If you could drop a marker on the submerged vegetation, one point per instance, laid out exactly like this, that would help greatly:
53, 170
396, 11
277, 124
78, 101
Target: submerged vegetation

§ Exercise prompt
Rewrite all of the material above so that every "submerged vegetation" becomes "underwater plants", with nothing else changed.

§ Response to this task
If you could drop a marker on the underwater plants, one point per instance, laid out exactly like this, that would help greatly:
53, 170
396, 11
277, 124
78, 101
Target: underwater plants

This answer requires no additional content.